# WHAT TO PRODUCE:
The records below are made of lines; count those holding the word "silhouette" and give the number only.

----------

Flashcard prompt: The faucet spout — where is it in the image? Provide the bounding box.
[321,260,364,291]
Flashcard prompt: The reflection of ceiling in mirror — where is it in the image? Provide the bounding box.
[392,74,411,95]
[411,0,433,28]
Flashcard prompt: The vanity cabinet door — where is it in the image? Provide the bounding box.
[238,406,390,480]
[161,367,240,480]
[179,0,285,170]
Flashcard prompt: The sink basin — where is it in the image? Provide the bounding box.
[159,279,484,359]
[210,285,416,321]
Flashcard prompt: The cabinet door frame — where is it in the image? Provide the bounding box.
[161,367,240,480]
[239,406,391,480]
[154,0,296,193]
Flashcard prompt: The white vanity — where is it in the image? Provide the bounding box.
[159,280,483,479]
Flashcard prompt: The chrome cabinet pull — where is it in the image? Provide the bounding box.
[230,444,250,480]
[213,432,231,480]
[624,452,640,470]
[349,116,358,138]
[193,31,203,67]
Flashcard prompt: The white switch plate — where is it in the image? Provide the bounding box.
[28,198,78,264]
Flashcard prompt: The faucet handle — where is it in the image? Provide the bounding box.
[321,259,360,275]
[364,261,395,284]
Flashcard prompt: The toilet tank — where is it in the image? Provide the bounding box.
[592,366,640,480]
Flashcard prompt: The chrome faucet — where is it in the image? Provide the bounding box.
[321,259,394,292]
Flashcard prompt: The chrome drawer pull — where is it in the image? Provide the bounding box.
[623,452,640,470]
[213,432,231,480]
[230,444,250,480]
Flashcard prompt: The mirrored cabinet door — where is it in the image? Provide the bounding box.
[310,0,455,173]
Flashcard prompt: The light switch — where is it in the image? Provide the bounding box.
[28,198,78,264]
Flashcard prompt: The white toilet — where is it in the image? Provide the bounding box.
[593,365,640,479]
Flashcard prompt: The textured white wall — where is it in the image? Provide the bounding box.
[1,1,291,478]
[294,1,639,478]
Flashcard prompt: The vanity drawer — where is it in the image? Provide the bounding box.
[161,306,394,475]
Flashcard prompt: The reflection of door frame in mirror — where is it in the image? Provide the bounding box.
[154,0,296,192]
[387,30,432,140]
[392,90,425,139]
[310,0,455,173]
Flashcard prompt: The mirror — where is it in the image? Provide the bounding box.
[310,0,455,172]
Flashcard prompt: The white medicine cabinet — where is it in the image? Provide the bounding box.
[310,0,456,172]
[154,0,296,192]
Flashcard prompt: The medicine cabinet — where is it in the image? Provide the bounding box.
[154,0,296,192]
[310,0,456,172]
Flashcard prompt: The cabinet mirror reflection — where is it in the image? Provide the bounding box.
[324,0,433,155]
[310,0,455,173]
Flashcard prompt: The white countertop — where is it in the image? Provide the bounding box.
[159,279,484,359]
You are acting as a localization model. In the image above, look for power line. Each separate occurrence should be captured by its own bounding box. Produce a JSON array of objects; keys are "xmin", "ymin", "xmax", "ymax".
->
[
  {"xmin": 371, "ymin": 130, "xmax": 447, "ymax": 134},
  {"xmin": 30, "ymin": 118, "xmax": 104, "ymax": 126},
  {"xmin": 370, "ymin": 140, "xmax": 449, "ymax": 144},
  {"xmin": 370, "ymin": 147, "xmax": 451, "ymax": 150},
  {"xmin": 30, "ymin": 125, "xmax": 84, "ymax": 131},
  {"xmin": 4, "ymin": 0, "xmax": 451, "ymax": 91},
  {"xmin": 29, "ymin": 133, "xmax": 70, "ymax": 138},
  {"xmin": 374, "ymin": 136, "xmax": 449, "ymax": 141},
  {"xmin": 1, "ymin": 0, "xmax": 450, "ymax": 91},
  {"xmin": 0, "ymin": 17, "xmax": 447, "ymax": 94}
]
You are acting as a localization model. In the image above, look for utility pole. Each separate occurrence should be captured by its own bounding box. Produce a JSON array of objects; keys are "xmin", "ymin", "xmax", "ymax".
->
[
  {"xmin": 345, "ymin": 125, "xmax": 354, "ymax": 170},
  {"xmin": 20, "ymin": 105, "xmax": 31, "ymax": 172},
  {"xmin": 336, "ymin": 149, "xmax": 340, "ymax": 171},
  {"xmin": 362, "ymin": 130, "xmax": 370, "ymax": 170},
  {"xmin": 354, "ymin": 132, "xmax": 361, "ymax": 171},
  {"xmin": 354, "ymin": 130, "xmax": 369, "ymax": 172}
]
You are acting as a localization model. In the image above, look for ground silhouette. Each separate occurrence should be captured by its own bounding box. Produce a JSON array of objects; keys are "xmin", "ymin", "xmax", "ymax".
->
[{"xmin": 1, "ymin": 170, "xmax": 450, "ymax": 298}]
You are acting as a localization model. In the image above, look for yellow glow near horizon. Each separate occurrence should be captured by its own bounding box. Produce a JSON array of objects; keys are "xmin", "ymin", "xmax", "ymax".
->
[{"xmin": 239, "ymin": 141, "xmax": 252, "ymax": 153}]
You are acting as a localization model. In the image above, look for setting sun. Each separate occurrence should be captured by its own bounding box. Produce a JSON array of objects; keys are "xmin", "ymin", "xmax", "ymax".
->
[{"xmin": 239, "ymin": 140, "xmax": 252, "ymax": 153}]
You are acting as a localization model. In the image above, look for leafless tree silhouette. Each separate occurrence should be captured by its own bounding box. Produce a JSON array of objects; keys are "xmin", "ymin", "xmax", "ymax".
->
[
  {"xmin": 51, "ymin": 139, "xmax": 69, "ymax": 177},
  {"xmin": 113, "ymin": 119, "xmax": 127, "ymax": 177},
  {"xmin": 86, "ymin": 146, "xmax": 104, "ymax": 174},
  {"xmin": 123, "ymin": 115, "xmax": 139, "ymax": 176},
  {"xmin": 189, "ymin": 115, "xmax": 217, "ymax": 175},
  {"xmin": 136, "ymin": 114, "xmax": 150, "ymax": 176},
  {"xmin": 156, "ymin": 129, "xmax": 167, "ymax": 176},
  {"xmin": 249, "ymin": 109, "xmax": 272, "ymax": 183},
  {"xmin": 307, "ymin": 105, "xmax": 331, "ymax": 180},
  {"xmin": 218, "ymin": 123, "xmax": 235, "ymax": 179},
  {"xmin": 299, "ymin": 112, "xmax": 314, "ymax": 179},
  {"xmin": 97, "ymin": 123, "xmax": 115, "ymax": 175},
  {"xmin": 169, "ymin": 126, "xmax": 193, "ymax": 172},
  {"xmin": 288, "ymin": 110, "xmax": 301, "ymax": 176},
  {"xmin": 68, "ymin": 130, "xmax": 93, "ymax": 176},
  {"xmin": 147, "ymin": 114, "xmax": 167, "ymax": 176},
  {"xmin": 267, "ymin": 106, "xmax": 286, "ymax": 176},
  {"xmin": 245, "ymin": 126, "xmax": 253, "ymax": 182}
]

----------

# EXERCISE ANSWER:
2